##### Given text

Screw you, celebrity entertainment complex! I hope you all die in a fire.

Wednesday, July 14, 2010

mood swing

Today's random hormonal shift yields equal parts impending doom, intense yearning, and free-floating anxiety.

Tuesday, July 13, 2010

July in Mississippi

Seriously, it's too hot to string together enough words to form a coherent sentence, much less have original thoughts.

I commend all two of my readers to visit the blogs on my sidebar, which apparently are written in, like, the Arctic Circle or summat, or else written by people who do not wilt in 97-degree heat and 90% humidity, as I am prone to do.

Ain't much happening here. I've spent the last week resisting the urge to burn down the house of a lying, cheating fuckwit who can't keep his dick in his pants. Lucky for him he lives three hours away, or I might've at least showed up on his porch to see how long it would take to make him cry. Alas, he and I are scheduled to be in the same building this Saturday. I hope he doesn't show, because I'm actually in no mood for drama. I'm kind of hoping he'll drop dead between now and then.

Friday, July 09, 2010

World Whatsit

There was so much hollering on Facebook recently about the World Whatever that I totally thought it was finally OVER. Turns out it's STILL GOING ON. Who knew?

Thursday, June 03, 2010

An open letter to the grocery cashiers of Buttcrack

[As I may have mentioned once or maybe a thousand times, I live in Buttcrack, MS, deep in the heart of Dumbfuckistan.]


Dear Grocery Store Cashier:

I belong to a sub-culture known in these parts as "Treehuggers". One of the quaint customs of my people is the use of re-usable tote bags at the grocery store. You may have heard of it before. I hear it's very big in Japan, this custom. Also in most places where people don't want to use a plastic bag for ten minutes that will then go into a landfill for decades. I know, it's a crazy idea. Humor me, though, okay? Approximately 9 out of the 10 times I get into line with my tote bag, you are dumbfounded. Even at the grocery store where I shop like three times a week. Seriously, whatever you are doing that wrecks your memory, cut it out, okay?

##########

What to do
Write out the blog excerpt word for word, starting with "Wednesday, July 14, 2010" and going on through "have original thoughts.".

##### Study material

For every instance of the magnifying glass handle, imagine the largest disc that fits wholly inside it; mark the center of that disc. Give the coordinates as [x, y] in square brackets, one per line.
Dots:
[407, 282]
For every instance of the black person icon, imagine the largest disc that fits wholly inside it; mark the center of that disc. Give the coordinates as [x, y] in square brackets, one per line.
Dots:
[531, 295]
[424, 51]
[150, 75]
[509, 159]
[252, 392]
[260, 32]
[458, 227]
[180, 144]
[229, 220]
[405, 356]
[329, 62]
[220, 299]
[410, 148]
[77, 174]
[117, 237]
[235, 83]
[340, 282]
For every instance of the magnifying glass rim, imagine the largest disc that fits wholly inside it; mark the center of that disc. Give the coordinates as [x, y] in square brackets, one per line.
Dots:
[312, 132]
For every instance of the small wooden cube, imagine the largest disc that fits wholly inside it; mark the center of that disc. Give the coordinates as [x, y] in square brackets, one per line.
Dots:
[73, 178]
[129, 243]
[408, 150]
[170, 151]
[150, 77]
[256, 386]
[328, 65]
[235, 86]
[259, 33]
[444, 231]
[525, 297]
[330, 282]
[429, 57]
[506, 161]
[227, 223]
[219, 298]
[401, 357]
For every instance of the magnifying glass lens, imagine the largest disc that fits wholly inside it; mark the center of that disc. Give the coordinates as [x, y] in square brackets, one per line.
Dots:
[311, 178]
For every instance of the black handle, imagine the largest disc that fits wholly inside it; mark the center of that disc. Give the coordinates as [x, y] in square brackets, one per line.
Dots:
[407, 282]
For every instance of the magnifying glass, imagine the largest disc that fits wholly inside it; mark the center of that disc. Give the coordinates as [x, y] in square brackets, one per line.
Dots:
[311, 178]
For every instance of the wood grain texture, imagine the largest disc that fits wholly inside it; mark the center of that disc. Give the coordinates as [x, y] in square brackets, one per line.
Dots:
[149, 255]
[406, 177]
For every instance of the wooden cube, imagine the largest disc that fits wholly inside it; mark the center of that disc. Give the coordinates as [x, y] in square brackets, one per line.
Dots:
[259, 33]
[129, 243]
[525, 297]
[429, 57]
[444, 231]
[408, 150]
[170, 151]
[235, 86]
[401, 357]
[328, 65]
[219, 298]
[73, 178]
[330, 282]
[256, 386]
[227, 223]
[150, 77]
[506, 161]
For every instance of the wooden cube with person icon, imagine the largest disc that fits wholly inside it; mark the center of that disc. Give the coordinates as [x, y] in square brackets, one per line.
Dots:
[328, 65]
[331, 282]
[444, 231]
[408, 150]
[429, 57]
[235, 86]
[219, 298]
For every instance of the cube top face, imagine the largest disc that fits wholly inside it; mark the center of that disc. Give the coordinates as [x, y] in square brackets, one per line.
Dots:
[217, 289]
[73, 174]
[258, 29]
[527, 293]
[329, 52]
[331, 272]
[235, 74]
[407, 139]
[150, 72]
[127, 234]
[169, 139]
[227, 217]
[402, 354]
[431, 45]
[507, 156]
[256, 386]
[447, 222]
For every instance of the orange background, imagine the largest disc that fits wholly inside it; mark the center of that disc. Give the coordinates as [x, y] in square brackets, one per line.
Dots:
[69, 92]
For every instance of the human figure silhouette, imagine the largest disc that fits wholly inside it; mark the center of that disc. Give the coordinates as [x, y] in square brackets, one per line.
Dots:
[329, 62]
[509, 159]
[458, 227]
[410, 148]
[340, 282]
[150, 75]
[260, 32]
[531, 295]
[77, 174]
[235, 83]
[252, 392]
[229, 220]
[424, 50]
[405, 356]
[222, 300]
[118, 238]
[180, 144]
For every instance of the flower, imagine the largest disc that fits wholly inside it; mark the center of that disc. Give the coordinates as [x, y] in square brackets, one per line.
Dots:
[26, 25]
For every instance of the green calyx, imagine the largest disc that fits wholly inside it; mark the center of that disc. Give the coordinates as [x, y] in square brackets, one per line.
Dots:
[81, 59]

##########

Solution for this task
Wednesday, July 14, 2010

mood swing

Today's random hormonal shift yields equal parts impending doom, intense yearning, and free-floating anxiety.

Tuesday, July 13, 2010

July in Mississippi

Seriously, it's too hot to string together enough words to form a coherent sentence, much less have original thoughts.